Reproduce the listing below verbatim, from its first line through the line containing "edges: an outline", including both of those lines.

-- Material to process --
# # # # #
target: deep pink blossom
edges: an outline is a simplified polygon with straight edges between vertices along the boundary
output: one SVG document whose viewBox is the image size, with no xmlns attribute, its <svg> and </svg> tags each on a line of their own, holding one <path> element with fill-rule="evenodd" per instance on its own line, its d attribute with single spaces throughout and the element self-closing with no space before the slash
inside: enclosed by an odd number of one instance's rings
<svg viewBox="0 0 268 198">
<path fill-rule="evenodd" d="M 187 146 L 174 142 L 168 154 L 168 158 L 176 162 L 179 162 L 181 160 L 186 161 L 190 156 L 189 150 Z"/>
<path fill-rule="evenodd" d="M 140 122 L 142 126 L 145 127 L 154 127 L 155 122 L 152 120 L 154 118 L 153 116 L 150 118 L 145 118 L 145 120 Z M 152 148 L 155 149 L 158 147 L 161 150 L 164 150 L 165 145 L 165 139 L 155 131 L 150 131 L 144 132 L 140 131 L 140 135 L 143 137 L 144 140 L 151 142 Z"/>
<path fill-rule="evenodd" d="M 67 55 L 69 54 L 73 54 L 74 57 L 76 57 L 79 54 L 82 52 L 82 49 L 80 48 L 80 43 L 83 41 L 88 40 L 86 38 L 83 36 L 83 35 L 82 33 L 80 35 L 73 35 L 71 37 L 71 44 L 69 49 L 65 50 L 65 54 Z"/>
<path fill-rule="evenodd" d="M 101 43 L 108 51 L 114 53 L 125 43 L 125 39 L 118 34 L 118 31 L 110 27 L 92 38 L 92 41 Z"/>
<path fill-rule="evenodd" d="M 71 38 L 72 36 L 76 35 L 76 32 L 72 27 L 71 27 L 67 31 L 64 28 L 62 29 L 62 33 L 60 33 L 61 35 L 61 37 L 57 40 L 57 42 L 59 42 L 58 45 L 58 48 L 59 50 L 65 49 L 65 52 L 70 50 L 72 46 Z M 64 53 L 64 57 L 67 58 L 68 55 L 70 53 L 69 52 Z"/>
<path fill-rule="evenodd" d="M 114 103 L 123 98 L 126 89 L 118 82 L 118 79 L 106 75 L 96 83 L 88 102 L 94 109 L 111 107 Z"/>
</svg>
# # # # #
-- Problem solution --
target: deep pink blossom
edges: an outline is a simplified polygon with straight edges between vertices along the boundary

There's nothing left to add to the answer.